▸ **TASK TO COMPLETE**
Go through the rows below and swap "a line apiece" for "one per line" wherever it appears, with everything else kept the same. Leave the pictures out.

-- start of STORED DATA --

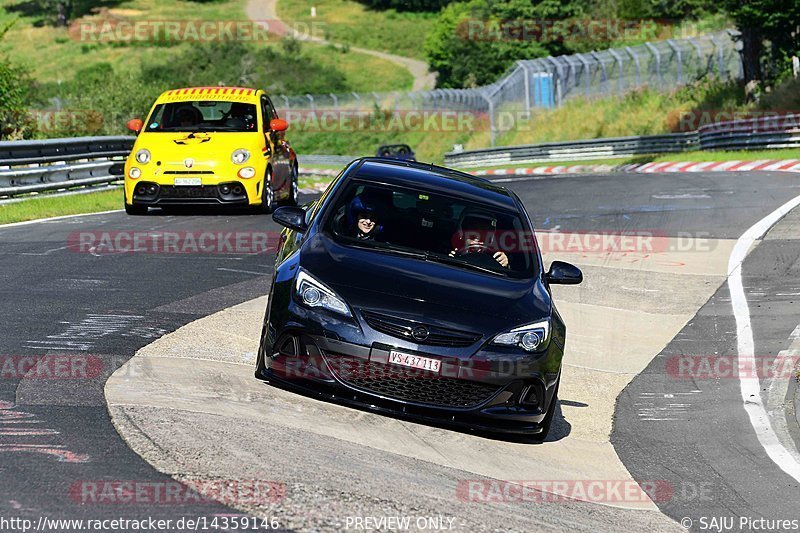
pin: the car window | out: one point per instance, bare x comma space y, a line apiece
434, 227
205, 115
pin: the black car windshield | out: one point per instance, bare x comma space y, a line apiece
205, 115
433, 227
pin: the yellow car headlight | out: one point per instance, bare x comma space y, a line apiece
246, 172
240, 156
143, 156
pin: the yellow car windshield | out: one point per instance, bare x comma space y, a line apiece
205, 115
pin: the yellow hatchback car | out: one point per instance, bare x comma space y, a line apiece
210, 145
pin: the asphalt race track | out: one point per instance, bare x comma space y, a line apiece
640, 328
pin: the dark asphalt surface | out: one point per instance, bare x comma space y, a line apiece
706, 448
57, 301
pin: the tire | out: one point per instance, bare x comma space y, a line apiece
548, 418
136, 210
267, 194
294, 190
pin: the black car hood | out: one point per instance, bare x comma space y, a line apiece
423, 290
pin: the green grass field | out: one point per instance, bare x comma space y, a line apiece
53, 54
348, 22
43, 207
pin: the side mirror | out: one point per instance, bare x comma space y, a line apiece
135, 125
563, 274
278, 124
293, 218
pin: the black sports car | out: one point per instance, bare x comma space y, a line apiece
419, 291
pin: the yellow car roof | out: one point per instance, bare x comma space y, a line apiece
231, 94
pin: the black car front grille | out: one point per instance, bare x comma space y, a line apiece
190, 191
409, 384
402, 328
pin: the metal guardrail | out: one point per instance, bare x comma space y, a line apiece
335, 160
768, 132
28, 167
55, 164
575, 150
762, 133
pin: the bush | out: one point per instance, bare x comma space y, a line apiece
15, 88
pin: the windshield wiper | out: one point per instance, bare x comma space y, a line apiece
447, 260
395, 251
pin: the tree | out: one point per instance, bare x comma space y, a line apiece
474, 42
774, 21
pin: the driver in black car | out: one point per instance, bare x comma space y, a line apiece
474, 231
363, 219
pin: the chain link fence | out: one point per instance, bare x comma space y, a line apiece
547, 82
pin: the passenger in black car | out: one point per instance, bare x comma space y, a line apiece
474, 232
363, 219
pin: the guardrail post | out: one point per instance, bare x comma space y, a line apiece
527, 76
491, 118
657, 56
635, 62
677, 51
620, 70
720, 56
587, 73
603, 74
556, 79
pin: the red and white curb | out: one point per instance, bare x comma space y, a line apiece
783, 165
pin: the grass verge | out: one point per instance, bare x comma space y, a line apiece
689, 157
54, 206
348, 22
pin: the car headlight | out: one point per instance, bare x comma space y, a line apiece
143, 156
530, 338
246, 172
240, 156
313, 293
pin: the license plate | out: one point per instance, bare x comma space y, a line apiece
188, 181
414, 361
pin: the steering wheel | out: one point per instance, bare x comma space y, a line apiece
472, 249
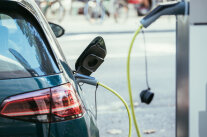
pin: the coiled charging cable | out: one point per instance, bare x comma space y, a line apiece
80, 78
125, 104
129, 81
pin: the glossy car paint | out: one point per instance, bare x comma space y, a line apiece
82, 127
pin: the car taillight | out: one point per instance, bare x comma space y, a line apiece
48, 105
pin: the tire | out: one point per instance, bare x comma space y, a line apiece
94, 13
120, 11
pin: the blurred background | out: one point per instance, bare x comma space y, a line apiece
116, 21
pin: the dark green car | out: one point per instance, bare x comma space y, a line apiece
38, 93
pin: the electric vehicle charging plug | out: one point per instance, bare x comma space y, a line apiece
169, 8
80, 78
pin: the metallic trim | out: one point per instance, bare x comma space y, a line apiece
182, 77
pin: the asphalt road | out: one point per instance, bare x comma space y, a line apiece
160, 115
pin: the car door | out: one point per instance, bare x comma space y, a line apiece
26, 66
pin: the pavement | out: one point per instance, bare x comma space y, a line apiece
79, 25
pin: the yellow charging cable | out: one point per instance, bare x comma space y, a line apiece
129, 82
125, 104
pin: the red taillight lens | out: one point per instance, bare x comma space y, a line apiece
48, 105
66, 103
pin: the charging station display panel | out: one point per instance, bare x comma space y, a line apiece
198, 81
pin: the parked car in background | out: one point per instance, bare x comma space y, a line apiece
39, 96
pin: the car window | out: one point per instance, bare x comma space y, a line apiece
23, 48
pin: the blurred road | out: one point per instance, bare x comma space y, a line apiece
160, 42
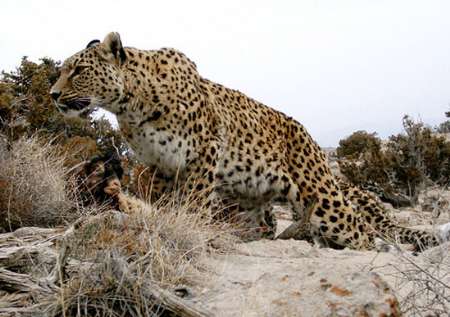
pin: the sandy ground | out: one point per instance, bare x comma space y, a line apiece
294, 278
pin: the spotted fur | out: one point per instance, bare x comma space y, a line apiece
214, 139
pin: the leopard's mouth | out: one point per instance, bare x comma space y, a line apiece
78, 104
79, 107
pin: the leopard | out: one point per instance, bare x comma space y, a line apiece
210, 139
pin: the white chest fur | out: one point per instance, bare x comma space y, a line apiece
153, 146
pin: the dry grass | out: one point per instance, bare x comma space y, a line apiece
35, 187
114, 264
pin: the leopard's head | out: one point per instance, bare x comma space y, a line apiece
91, 78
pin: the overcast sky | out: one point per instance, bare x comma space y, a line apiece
336, 66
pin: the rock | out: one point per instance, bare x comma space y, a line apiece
292, 278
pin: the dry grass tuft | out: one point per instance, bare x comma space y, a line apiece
117, 264
35, 188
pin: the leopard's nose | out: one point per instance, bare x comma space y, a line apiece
55, 95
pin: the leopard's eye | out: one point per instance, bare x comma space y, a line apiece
78, 69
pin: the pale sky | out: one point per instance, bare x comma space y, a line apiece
336, 66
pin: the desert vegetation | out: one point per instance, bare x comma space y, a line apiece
62, 255
405, 164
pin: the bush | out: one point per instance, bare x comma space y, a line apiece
35, 187
26, 110
358, 143
406, 164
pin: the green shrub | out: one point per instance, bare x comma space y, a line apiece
358, 143
408, 161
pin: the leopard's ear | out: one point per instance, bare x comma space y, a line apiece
93, 43
113, 49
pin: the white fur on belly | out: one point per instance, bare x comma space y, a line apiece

-- end of STORED DATA --

▸ **EXERCISE SOLUTION**
pin: the car window | out: one point per instance, bare x comma space y, one per line
434, 227
205, 115
pin: the black car windshield | out: one point per instance, bare x comma space y, one per line
205, 115
433, 227
pin: the yellow car headlight | out: one point per instance, bare x comma space y, one per line
246, 172
240, 156
143, 156
pin: the yellow car windshield | out: one point per instance, bare x comma space y, one per line
205, 115
pin: the yellow hatchback car | out: one point per instance, bare x comma space y, one per line
210, 145
pin: the asphalt race track | out: one point per instance, bare x comma space y, one per line
640, 328
pin: the dark asphalt surface | out: one point per instance, bare x comma space y, one per line
706, 448
57, 301
pin: the tire | out: one point per instance, bare x comma space y, one per line
548, 418
136, 210
267, 194
294, 190
pin: the black car hood | out: one point per instance, bare x comma space y, one per line
423, 290
pin: the green grass field | out: one point per instance, bare x comma space y, one per line
53, 54
348, 22
43, 207
pin: the side mirror | out: one point per instance, bare x comma space y, one per line
135, 125
563, 274
278, 124
293, 218
pin: the black sports car | out: one point per instance, bare x comma space y, one per line
419, 291
pin: the yellow car roof | out: one point per instance, bare x comma space y, one per line
231, 94
pin: the black car front grille | out: one point per instance, bare x comma space y, one per line
190, 191
409, 384
402, 328
pin: the metal guardrail | out: one point per instance, bare x comma space y, one per line
335, 160
768, 132
28, 167
55, 164
575, 150
762, 133
pin: the bush | out: one point per instance, bare x comma space y, one per line
15, 88
pin: the windshield wiper | out: one point per instance, bare x comma space y, one per line
447, 260
395, 251
pin: the tree | out: one point per instance, bare x comma space y, one per line
474, 42
774, 21
pin: the driver in black car | out: one point per instance, bare x comma space y, one per line
474, 231
363, 219
pin: the chain link fence | out: one point per instance, bare x comma space y, one per line
547, 82
pin: the passenger in black car | out: one point per instance, bare x comma space y, one per line
474, 232
363, 219
pin: the guardrail post | out: one point per instance, bare x comma space y, one per line
527, 76
491, 118
657, 56
635, 62
677, 51
620, 70
720, 56
587, 73
603, 74
556, 79
pin: the red and white curb | out: one point per instance, bare x comma space y, one per line
783, 165
pin: the grass verge | out: one point per instance, bare x comma space y, one per line
689, 157
54, 206
348, 22
pin: the car headlight | out: one point per instance, bare x comma space y, one per line
143, 156
530, 338
246, 172
240, 156
313, 293
pin: the license plate | out: one point per instance, bare x comma space y, one per line
188, 181
414, 361
pin: the steering wheel | out: one point per instance, bare x comma space y, one per line
472, 249
pin: the coiled charging cable | out: one point per instance, bare x comma space y, one per line
80, 78
125, 104
129, 81
pin: the glossy car paint | out: one point per instance, bare x comma space y, one per line
82, 127
pin: the car taillight | out: one point per instance, bare x comma space y, one per line
48, 105
pin: the tire | out: one point per instance, bare x comma space y, one per line
94, 13
120, 11
pin: the blurred background | out: one point per instance, bare x comma space y, one per line
116, 21
pin: the dark green car | out: one point per instance, bare x comma space y, one per line
38, 93
pin: the electric vehicle charging plug | out: one point per instance, bare x comma space y, one per line
169, 8
80, 78
pin: the metallic trim | out: one point per instance, bare x comma space y, one per line
182, 77
pin: the asphalt road | out: one point per instance, bare x comma space y, one per line
160, 115
pin: the car door | out: one point per instance, bare x comma space y, one per line
26, 66
pin: the pavement | out: one point per instance, bare x comma space y, one per line
79, 25
pin: the yellow charging cable | out: one point per instance, bare x comma space y, one per line
129, 82
125, 104
pin: the red taillight lens | out: one point per instance, bare x comma space y, one per line
48, 105
66, 103
pin: the charging station display panel | out: one point per instance, bare x comma space y, one per line
198, 81
pin: the parked car in background | out: one point per instance, bare x comma space y, one per line
39, 96
pin: the car window | out: one point per instance, bare x comma space y, one per line
23, 48
pin: the blurred road | out: one point per instance, bare x comma space y, one per line
160, 42
pin: the sandy ground | out: one point per instance, bare x comma space y, one per line
294, 278
pin: the spotted fur | out: one point per instance, bare x comma space y, one per line
214, 139
pin: the leopard's mouth | out: one point per instance, bare x comma space y, one per line
78, 104
79, 107
pin: the leopard | out: one point per instance, bare x comma space y, one per line
210, 139
pin: the white chest fur | out: one point per instance, bare x comma space y, one per line
153, 146
pin: the dry grass | out: one point per instance, bare x comma space y, one per line
35, 187
114, 264
pin: the leopard's head | out: one point per instance, bare x comma space y, one per line
91, 78
pin: the overcast sky | out: one point per instance, bare x comma space y, one per line
336, 66
pin: the rock | out: one point per instance, bare x comma space y, one per line
292, 278
pin: the dry grass tuft | out: one point per instance, bare x comma space y, one per line
117, 264
35, 188
pin: the leopard's nose | out: one point per instance, bare x comma space y, one per line
55, 95
pin: the leopard's eye | out: one point per instance, bare x comma space y, one per line
78, 69
pin: the pale sky | out: one point per instance, bare x comma space y, one per line
336, 66
pin: the desert vegetation | out: one point per instance, bare x comma space y, one per line
62, 255
405, 164
pin: the bush | out: one point per instance, bare x comma space y, one per line
35, 187
26, 110
358, 143
406, 164
pin: the green shrub | out: one point per instance, bare x comma space y, one per line
358, 143
408, 161
pin: the leopard's ear | out: one point per instance, bare x comma space y, one per line
93, 43
113, 49
pin: the white fur on belly | out: one point per instance, bare x comma space y, one per line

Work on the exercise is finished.